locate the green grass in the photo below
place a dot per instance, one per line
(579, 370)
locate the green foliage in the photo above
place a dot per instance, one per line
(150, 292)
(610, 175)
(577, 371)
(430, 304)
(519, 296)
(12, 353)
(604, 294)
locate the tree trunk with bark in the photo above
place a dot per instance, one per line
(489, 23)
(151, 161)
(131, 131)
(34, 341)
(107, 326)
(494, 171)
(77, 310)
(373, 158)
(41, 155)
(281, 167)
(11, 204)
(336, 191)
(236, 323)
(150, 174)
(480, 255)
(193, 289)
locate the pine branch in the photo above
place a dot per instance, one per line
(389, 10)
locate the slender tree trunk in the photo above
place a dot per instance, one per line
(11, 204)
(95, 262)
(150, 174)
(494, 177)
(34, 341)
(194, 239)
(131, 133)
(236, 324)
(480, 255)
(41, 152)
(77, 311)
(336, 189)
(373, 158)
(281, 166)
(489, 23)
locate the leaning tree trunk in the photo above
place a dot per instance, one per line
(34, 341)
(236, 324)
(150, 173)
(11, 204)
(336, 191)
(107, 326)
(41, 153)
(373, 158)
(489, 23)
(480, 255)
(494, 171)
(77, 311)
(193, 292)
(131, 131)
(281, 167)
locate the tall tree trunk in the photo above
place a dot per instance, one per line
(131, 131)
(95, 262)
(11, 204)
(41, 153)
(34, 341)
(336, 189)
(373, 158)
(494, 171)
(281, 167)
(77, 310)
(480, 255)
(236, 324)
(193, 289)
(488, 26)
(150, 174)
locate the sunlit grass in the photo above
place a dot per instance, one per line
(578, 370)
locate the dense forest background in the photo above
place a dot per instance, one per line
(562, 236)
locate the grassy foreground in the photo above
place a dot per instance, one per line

· · · ·

▶ Aim of the exercise
Reproduce all of the entries above word for word, changing nothing.

▶ Response to this task
locate the green grass in the photo below
place a dot per instance, one per line
(579, 370)
locate the green foliage in the photo above
place a dot per instance, one per line
(150, 292)
(610, 175)
(577, 371)
(430, 304)
(519, 296)
(12, 353)
(604, 294)
locate the tree trunk with bark in the photo above
place a dot per instance, one per line
(489, 23)
(151, 161)
(131, 131)
(34, 341)
(107, 326)
(494, 171)
(77, 310)
(373, 158)
(41, 155)
(281, 167)
(11, 204)
(336, 191)
(236, 323)
(150, 174)
(480, 255)
(193, 289)
locate the pine branch in the photo above
place a dot per instance, one per line
(389, 10)
locate the slender tree trunk in the photo above
place a dot per instance, one per line
(11, 204)
(95, 262)
(150, 174)
(494, 177)
(34, 341)
(194, 239)
(131, 133)
(236, 324)
(480, 255)
(41, 152)
(77, 311)
(336, 189)
(373, 158)
(281, 166)
(489, 23)
locate the leaning tree trunk in the photo above
place a dot per instance, one per line
(34, 341)
(236, 324)
(150, 173)
(11, 204)
(336, 191)
(107, 326)
(41, 153)
(373, 158)
(489, 23)
(480, 255)
(494, 171)
(77, 311)
(193, 292)
(131, 131)
(281, 167)
locate the tall tree trunk in the photo above
place a dot per instance, one per line
(131, 131)
(95, 262)
(11, 204)
(41, 153)
(34, 341)
(336, 189)
(373, 158)
(494, 171)
(281, 167)
(77, 310)
(480, 255)
(236, 324)
(193, 289)
(488, 26)
(150, 174)
locate the sunlit grass in the photo above
place a dot per instance, one per line
(578, 370)
locate the dense forest background in the photo above
place a dot per instance, one per line
(562, 236)
locate the grassy foreground in the photo above
place a dot per instance, one per line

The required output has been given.